■ Passage ■
Docling - Wurzel

Note: Known Limitations with EasyOCR (EasyOcrOptions).

Table structure is often lost or misaligned in the OCR output.
Spelling inaccuracies are occasionally observed (e.g., "Verlängern" → "Verlängenng").
URLs are not parsed correctly (e.g., "www.telekom.de/agb" → "www telekom delagb").

While investigating EasyOCR issues and testing alternative OCR engines, we observed that some documents produced distorted text with irregular whitespace. This disrupts the natural sentence flow and significantly reduces readability.

Example: "pra kti sche i nform ati o nen zu i h rer fam i l y card basi c Li eber Tel ekom Kunde, schön, dass Si e si ch f ür..."

Despite these limitations, we have decided to proceed with EasyOCR.

`CleanMarkdownRenderer`

Bases: HTMLRenderer

Custom Markdown renderer extending mistletoe's HTMLRenderer to clean up unwanted elements from Markdown input.

Source code in wurzel/steps/docling/docling_step.py

class CleanMarkdownRenderer(HTMLRenderer):
    """Custom Markdown renderer extending mistletoe's HTMLRenderer to clean up
    unwanted elements from Markdown input.
    """

    @staticmethod
    def render_html_block(token):
        """Render HTML block tokens and clean up unwanted elements.

        This method removes HTML comments and returns the cleaned HTML content.
        Remove comments like <!-- image -->
        """
        soup = BeautifulSoup(token.content, "html.parser")

        for comment in soup.find_all(string=lambda text: isinstance(text, Comment)):
            comment.extract()
        return soup.decode_contents().strip()

`render_html_block(token)` `staticmethod`

Render HTML block tokens and clean up unwanted elements.

This method removes HTML comments and returns the cleaned HTML content. Remove comments like

Source code in wurzel/steps/docling/docling_step.py

@staticmethod
def render_html_block(token):
    """Render HTML block tokens and clean up unwanted elements.

    This method removes HTML comments and returns the cleaned HTML content.
    Remove comments like <!-- image -->
    """
    soup = BeautifulSoup(token.content, "html.parser")

    for comment in soup.find_all(string=lambda text: isinstance(text, Comment)):
        comment.extract()
    return soup.decode_contents().strip()

`DoclingStep`

Bases: TypedStep[DoclingSettings, None, list[MarkdownDataContract]]

Step to return local Markdown files with enhanced PDF extraction for German.

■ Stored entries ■

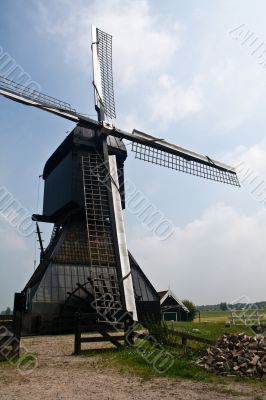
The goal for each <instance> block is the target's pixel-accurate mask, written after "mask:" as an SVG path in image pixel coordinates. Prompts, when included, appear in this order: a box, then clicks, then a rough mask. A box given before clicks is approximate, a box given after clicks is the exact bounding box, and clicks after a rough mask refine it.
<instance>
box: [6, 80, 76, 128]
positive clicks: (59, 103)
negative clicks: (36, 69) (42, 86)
mask: <svg viewBox="0 0 266 400" xmlns="http://www.w3.org/2000/svg"><path fill="white" fill-rule="evenodd" d="M0 95H2V96H4V97H7V98H9V99H10V100H14V101H16V102H18V103H22V104H25V105H28V106H32V107H36V108H40V109H42V110H44V111H48V112H51V113H53V114H56V115H59V116H61V117H63V118H67V119H69V120H71V121H73V122H78V120H79V118H78V116H77V113H76V110H75V109H74V108H72V107H71V106H70V104H68V103H66V102H64V101H62V100H58V99H56V98H55V97H52V96H48V95H46V94H43V93H41V92H38V91H37V90H32V89H30V88H28V87H27V86H24V85H21V84H19V83H17V82H15V81H11V80H9V79H7V78H4V77H3V76H0Z"/></svg>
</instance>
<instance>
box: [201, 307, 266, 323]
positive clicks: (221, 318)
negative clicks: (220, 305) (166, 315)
mask: <svg viewBox="0 0 266 400" xmlns="http://www.w3.org/2000/svg"><path fill="white" fill-rule="evenodd" d="M259 314H262V315H263V318H262V322H263V323H264V324H265V323H266V310H259ZM230 315H231V313H230V312H229V311H201V312H200V321H201V322H226V321H227V320H228V319H229V317H230ZM194 322H195V323H197V322H199V315H197V316H196V318H195V320H194Z"/></svg>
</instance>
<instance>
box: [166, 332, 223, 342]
mask: <svg viewBox="0 0 266 400" xmlns="http://www.w3.org/2000/svg"><path fill="white" fill-rule="evenodd" d="M169 332H170V333H172V334H174V335H176V336H179V337H181V338H182V339H187V340H193V341H195V342H199V343H205V344H210V345H214V344H215V341H214V340H211V339H206V338H203V337H201V336H194V335H191V334H190V333H186V332H180V331H175V330H172V329H171V330H170V331H169Z"/></svg>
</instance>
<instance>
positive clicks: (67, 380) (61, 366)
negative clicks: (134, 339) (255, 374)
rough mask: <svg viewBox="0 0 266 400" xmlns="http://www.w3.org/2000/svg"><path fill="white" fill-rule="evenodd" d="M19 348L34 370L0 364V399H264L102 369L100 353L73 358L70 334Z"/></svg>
mask: <svg viewBox="0 0 266 400" xmlns="http://www.w3.org/2000/svg"><path fill="white" fill-rule="evenodd" d="M22 344H23V346H25V348H26V349H27V350H28V351H29V352H31V353H34V354H36V355H37V358H38V366H37V367H36V368H35V369H34V370H33V371H32V373H31V374H30V375H28V376H23V375H21V374H20V373H19V372H18V368H17V366H16V365H13V366H9V365H7V363H5V365H3V364H2V365H1V364H0V399H1V400H15V399H16V400H17V399H21V400H38V399H47V400H50V399H51V400H68V399H75V400H85V399H86V400H128V399H132V400H133V399H134V400H140V399H141V400H143V399H147V400H157V399H164V400H170V399H171V400H172V399H182V400H205V399H206V400H207V399H208V400H216V399H217V400H218V399H227V400H230V399H234V400H247V399H249V400H250V399H253V400H264V399H265V400H266V393H265V392H262V391H260V390H258V389H252V387H250V386H245V385H242V384H238V383H233V384H230V385H227V386H225V385H214V384H207V383H202V382H194V381H189V380H181V379H174V378H172V379H168V378H154V379H150V380H143V379H142V378H140V377H137V376H136V375H133V374H132V375H130V374H125V373H120V372H119V371H118V370H117V369H116V368H113V367H112V366H111V365H106V361H103V359H102V357H101V355H100V350H99V354H95V353H93V355H92V356H89V357H84V356H73V355H72V353H73V336H64V337H62V336H60V337H59V336H58V337H35V338H27V339H24V340H23V343H22ZM89 346H91V347H93V348H95V346H96V345H95V344H93V345H89ZM100 346H101V345H100ZM104 346H105V347H106V345H104Z"/></svg>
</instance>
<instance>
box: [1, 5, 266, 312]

■ Set of tasks ■
(1) According to the Docling page, which class does `CleanMarkdownRenderer` extend?
(2) What known limitations of EasyOCR does the Docling page list?
(3) Carry on the Docling page from its last line.

■ Results by task ■
(1) It extends mistletoe's `HTMLRenderer`.

(2)
- Table structure is often lost or misaligned in the OCR output.
- Spelling inaccuracies are occasionally observed.
- URLs are not parsed correctly.

(3)
Source code in wurzel/steps/docling/docling_step.py

class DoclingStep(TypedStep[DoclingSettings, None, list[MarkdownDataContract]]):
    """Step to return local Markdown files with enhanced PDF extraction for German."""

    def __init__(self):
        super().__init__()
        self.converter = self.create_converter()

    def create_converter(self) -> DocumentConverter:
        """Create and configure the document converter for PDF and DOCX.

        Returns:
            DocumentConverter: Configured document converter.

        """
        pipeline_options = PdfPipelineOptions()
        ocr_options = EasyOcrOptions()
        pipeline_options.ocr_options = ocr_options

        return DocumentConverter(
            allowed_formats=self.settings.FORMATS,
            format_options={
                InputFormat.PDF: PdfFormatOption(
                    pipeline_options=pipeline_options,
                )
            },
        )

    @staticmethod
    def extract_keywords(md_text: str) -> str:
        """Cleans a Markdown string using mistletoe and extracts useful content.

        - Parses and renders the Markdown content into HTML using a custom HTML renderer
        - Removes unwanted HTML comments and escaped underscores
        - Extracts the first heading from the content (e.g., `<h1>` to `<h6>`)
        - Converts the cleaned HTML into plain text

        Args:
            md_text (str): The raw Markdown input string.

        """
        with MD_RENDER_LOCK, CleanMarkdownRenderer() as renderer:
            ast = MTDocument(md_text)
            cleaned = renderer.render(ast).replace("\n", "")
            soup = BeautifulSoup(cleaned, "html.parser")
            first_heading_tag = soup.find(["h1", "h2", "h3", "h4", "h5", "h6"])
            heading = first_heading_tag.get_text(strip=True) if first_heading_tag else ""

        return heading

    def run(self, inpt: None) -> list[MarkdownDataContract]:
        """Run the document extraction and conversion process for German PDFs.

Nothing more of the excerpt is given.